* What the task asks
The lines below should be written out again in full, exactly as they are.

* Data supplied
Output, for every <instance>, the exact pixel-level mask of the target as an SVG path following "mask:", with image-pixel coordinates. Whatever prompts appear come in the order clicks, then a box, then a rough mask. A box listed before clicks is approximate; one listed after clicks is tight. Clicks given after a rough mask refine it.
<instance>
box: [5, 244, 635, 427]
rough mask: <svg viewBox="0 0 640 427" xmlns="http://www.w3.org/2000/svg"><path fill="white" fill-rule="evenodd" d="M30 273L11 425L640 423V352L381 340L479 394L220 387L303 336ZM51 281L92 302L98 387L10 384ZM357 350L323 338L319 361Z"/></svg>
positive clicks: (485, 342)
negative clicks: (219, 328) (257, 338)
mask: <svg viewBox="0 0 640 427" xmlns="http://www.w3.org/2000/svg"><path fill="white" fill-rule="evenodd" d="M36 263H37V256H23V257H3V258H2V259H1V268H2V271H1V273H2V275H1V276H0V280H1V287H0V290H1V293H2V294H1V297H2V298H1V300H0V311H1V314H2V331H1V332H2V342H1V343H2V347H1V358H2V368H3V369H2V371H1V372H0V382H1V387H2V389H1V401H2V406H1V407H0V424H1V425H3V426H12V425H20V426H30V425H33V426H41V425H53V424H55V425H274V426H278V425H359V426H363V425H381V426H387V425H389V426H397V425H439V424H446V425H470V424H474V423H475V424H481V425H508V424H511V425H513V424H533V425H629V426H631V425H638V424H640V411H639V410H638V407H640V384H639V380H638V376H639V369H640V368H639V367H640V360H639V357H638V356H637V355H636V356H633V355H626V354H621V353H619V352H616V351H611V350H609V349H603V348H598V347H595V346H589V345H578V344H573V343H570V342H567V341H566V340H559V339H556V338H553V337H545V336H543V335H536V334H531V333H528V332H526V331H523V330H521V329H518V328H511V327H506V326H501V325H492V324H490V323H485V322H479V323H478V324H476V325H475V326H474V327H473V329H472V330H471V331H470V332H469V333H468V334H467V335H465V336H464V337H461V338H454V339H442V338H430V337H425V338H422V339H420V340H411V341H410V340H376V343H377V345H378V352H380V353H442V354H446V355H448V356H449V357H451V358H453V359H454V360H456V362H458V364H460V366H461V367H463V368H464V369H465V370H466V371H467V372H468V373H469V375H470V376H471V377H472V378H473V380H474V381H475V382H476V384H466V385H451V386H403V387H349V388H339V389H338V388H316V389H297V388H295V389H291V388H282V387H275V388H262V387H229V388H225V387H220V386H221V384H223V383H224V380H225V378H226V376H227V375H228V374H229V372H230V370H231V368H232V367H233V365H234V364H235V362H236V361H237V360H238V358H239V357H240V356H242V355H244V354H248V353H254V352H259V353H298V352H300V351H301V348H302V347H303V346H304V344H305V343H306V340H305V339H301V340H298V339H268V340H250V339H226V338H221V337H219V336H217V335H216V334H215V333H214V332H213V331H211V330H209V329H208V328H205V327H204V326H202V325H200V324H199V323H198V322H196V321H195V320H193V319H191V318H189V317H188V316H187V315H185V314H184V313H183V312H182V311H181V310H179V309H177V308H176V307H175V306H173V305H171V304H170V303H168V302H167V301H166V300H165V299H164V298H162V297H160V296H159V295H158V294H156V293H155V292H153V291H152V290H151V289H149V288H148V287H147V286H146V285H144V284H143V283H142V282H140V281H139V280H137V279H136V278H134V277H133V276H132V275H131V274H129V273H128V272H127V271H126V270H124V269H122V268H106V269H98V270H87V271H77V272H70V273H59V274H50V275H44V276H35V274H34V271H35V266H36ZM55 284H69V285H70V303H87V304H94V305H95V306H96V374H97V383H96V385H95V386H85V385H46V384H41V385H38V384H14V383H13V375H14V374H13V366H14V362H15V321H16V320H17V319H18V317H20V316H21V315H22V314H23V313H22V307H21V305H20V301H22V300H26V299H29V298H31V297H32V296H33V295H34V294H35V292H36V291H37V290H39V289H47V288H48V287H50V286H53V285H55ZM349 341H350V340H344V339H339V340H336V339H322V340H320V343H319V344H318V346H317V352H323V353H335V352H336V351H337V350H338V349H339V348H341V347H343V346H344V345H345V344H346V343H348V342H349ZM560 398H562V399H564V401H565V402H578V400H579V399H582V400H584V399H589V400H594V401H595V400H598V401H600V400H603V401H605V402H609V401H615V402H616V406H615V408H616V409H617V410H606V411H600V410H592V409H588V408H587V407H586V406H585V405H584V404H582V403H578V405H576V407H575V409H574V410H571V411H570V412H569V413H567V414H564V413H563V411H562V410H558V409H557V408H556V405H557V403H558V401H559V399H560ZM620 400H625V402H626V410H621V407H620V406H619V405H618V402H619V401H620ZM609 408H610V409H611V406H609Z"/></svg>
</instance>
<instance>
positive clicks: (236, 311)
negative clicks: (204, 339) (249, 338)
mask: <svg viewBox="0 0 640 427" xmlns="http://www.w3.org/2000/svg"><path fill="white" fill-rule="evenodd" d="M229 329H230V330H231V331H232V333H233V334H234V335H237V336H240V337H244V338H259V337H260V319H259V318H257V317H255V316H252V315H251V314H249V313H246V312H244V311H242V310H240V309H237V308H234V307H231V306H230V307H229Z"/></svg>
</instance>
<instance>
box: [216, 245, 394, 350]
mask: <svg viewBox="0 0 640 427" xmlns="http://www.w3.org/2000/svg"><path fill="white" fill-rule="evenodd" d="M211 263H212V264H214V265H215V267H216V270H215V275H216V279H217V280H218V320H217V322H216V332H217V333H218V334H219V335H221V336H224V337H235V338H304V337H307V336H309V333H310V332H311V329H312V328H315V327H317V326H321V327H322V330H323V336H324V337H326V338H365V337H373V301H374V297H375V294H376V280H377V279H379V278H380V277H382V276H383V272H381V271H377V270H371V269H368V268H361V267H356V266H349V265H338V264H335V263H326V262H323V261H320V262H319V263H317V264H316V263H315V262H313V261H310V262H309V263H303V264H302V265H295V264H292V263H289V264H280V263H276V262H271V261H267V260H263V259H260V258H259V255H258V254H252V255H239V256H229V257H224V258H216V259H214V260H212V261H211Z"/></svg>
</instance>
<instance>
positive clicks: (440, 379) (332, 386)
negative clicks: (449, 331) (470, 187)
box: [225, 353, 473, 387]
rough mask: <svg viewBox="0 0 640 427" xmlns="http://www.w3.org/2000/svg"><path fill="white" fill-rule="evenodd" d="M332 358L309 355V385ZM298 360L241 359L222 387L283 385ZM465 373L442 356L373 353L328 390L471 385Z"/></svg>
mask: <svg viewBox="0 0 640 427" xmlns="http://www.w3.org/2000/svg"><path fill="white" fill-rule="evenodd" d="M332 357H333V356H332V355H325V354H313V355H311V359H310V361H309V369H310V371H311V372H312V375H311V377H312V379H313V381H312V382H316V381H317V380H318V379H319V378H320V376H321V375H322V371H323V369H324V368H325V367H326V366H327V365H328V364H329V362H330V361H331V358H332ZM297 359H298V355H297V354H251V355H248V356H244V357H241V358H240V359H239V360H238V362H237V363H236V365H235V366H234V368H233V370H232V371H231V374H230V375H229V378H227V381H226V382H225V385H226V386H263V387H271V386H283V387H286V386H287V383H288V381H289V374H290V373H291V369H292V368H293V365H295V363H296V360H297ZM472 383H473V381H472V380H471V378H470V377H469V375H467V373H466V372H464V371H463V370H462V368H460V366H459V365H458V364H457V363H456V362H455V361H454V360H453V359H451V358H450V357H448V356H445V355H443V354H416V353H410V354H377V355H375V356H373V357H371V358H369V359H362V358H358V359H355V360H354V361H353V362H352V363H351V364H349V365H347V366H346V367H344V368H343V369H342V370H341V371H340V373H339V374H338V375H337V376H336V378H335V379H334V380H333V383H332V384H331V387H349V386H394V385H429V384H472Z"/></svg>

* Response area
Output, for every <instance>, the exact pixel-level mask of the target as an SVG path following "mask:", with image-pixel coordinates. Whatever prompts appear come in the order clicks, then a box, then a rough mask. A box listed before clicks is approximate; one listed after clicks is tight. Clicks given after a rough mask refine it.
<instance>
box: [5, 244, 635, 427]
rough mask: <svg viewBox="0 0 640 427" xmlns="http://www.w3.org/2000/svg"><path fill="white" fill-rule="evenodd" d="M30 273L11 425L640 423V352L381 340L479 394L220 387L303 336ZM51 281L92 302L98 387L10 384ZM357 350L323 338L319 361Z"/></svg>
positive clicks: (485, 342)
negative clicks: (219, 328) (257, 338)
mask: <svg viewBox="0 0 640 427" xmlns="http://www.w3.org/2000/svg"><path fill="white" fill-rule="evenodd" d="M36 263H37V256H23V257H3V258H2V259H1V268H2V271H1V273H2V275H1V276H0V280H1V287H0V290H1V293H2V294H1V297H2V298H1V300H0V311H1V314H2V331H1V332H2V342H1V343H2V347H1V358H2V368H3V369H2V371H1V372H0V382H1V387H2V389H1V401H2V406H1V407H0V424H1V425H3V426H12V425H20V426H30V425H33V426H41V425H53V424H55V425H274V426H278V425H359V426H363V425H381V426H387V425H389V426H397V425H439V424H446V425H470V424H474V423H475V424H481V425H508V424H511V425H513V424H533V425H629V426H631V425H638V424H640V411H639V410H638V407H640V384H639V380H638V376H639V369H640V368H639V367H640V360H639V357H638V356H637V355H636V356H633V355H626V354H621V353H619V352H616V351H611V350H609V349H603V348H598V347H595V346H589V345H578V344H573V343H570V342H567V341H566V340H559V339H556V338H553V337H545V336H543V335H536V334H531V333H528V332H526V331H523V330H521V329H518V328H511V327H506V326H501V325H492V324H490V323H485V322H479V323H478V324H476V325H475V326H474V327H473V329H472V330H471V331H470V332H469V333H468V334H467V335H465V336H464V337H461V338H454V339H442V338H430V337H425V338H422V339H420V340H411V341H410V340H376V343H377V345H378V352H380V353H442V354H446V355H448V356H449V357H451V358H453V359H454V360H456V362H458V364H460V366H461V367H463V368H464V369H465V370H466V371H467V372H468V373H469V375H470V376H471V377H472V378H473V380H474V381H475V382H476V384H466V385H451V386H403V387H349V388H339V389H338V388H316V389H297V388H295V389H291V388H282V387H275V388H262V387H229V388H225V387H220V386H221V384H223V383H224V380H225V378H226V376H227V375H228V374H229V372H230V370H231V368H232V367H233V365H234V364H235V362H236V361H237V360H238V358H239V357H240V356H242V355H244V354H248V353H254V352H259V353H298V352H300V351H301V348H302V347H303V346H304V344H305V343H306V340H305V339H301V340H298V339H268V340H250V339H226V338H221V337H219V336H217V335H216V334H215V333H214V332H213V331H211V330H209V329H208V328H205V327H204V326H202V325H200V324H199V323H198V322H196V321H195V320H193V319H191V318H189V317H188V316H187V315H185V314H184V313H183V312H182V311H181V310H179V309H177V308H176V307H175V306H173V305H171V304H170V303H168V302H167V301H166V300H165V299H164V298H162V297H160V296H159V295H158V294H156V293H155V292H153V291H152V290H151V289H149V288H148V287H147V286H146V285H144V284H143V283H142V282H140V281H139V280H137V279H136V278H134V277H133V276H132V275H131V274H129V273H128V272H127V271H126V270H124V269H122V268H106V269H98V270H87V271H77V272H70V273H59V274H50V275H44V276H35V274H34V271H35V266H36ZM55 284H69V285H70V303H87V304H94V305H95V306H96V374H97V383H96V385H95V386H85V385H46V384H41V385H38V384H14V383H13V375H14V374H13V366H14V362H15V321H16V320H17V319H18V317H20V316H21V315H22V314H23V313H22V307H21V305H20V301H22V300H26V299H29V298H31V297H32V296H33V295H34V294H35V292H36V291H37V290H39V289H47V288H48V287H50V286H53V285H55ZM349 341H350V340H344V339H339V340H336V339H322V340H320V343H319V344H318V346H317V352H323V353H335V352H336V351H337V350H338V349H339V348H341V347H343V346H344V345H345V344H346V343H348V342H349ZM560 398H562V399H564V401H565V402H578V400H579V399H582V400H584V399H589V400H594V401H595V400H598V401H600V400H603V401H605V402H609V401H615V402H616V406H615V408H616V409H617V410H606V411H600V410H592V409H588V408H587V407H586V406H585V405H584V404H582V403H578V405H576V407H575V409H574V410H571V411H570V412H569V413H567V414H564V413H563V411H562V410H558V409H557V408H556V405H557V403H558V401H559V399H560ZM620 400H625V402H626V410H621V407H620V406H619V405H618V402H619V401H620ZM609 408H610V409H611V406H609Z"/></svg>
</instance>
<instance>
positive clicks: (236, 311)
negative clicks: (204, 339) (249, 338)
mask: <svg viewBox="0 0 640 427" xmlns="http://www.w3.org/2000/svg"><path fill="white" fill-rule="evenodd" d="M229 329H230V330H231V331H232V333H233V334H234V335H237V336H240V337H244V338H259V337H260V319H259V318H257V317H255V316H252V315H251V314H249V313H246V312H244V311H242V310H240V309H237V308H234V307H231V306H230V307H229Z"/></svg>
</instance>
<instance>
box: [216, 245, 394, 350]
mask: <svg viewBox="0 0 640 427" xmlns="http://www.w3.org/2000/svg"><path fill="white" fill-rule="evenodd" d="M211 263H212V264H214V265H215V267H216V270H215V275H216V279H217V280H218V320H217V322H216V332H217V333H218V334H219V335H221V336H224V337H235V338H304V337H307V336H309V333H310V332H311V329H312V328H315V327H317V326H321V327H322V330H323V336H324V337H326V338H365V337H373V301H374V297H375V294H376V280H377V279H379V278H380V277H382V276H383V272H381V271H377V270H371V269H368V268H361V267H356V266H349V265H338V264H335V263H326V262H323V261H320V262H319V263H317V264H316V263H315V262H313V261H310V262H309V263H303V264H302V265H295V264H292V263H289V264H280V263H276V262H271V261H267V260H263V259H260V258H259V255H258V254H252V255H239V256H229V257H224V258H216V259H214V260H212V261H211Z"/></svg>
</instance>
<instance>
positive clicks: (440, 379) (332, 386)
negative clicks: (449, 331) (470, 187)
box: [225, 353, 473, 387]
rough mask: <svg viewBox="0 0 640 427" xmlns="http://www.w3.org/2000/svg"><path fill="white" fill-rule="evenodd" d="M332 358L309 355V385ZM298 360L241 359L222 387L283 385ZM465 373L442 356L373 353L328 390L471 385Z"/></svg>
mask: <svg viewBox="0 0 640 427" xmlns="http://www.w3.org/2000/svg"><path fill="white" fill-rule="evenodd" d="M332 357H333V356H332V355H325V354H313V355H311V359H310V361H309V369H310V371H311V372H312V375H311V377H312V379H313V381H312V382H316V381H317V380H318V379H319V378H320V376H321V375H322V371H323V369H324V368H325V367H326V366H327V365H328V364H329V362H330V361H331V358H332ZM297 359H298V355H297V354H251V355H248V356H244V357H241V358H240V359H239V360H238V362H237V363H236V365H235V366H234V368H233V370H232V371H231V374H230V375H229V378H227V381H226V382H225V385H226V386H263V387H271V386H283V387H286V386H287V383H288V381H289V374H290V373H291V369H292V368H293V365H295V363H296V360H297ZM472 383H473V381H472V380H471V378H470V377H469V375H467V373H466V372H464V371H463V370H462V368H460V366H459V365H458V364H457V363H456V362H455V361H454V360H453V359H451V358H450V357H448V356H445V355H443V354H416V353H410V354H377V355H375V356H373V357H371V358H369V359H362V358H358V359H355V360H354V361H353V362H352V363H351V364H349V365H347V366H346V367H344V368H343V369H342V370H341V371H340V373H339V374H338V375H337V376H336V378H335V379H334V380H333V383H332V384H331V387H349V386H394V385H429V384H472Z"/></svg>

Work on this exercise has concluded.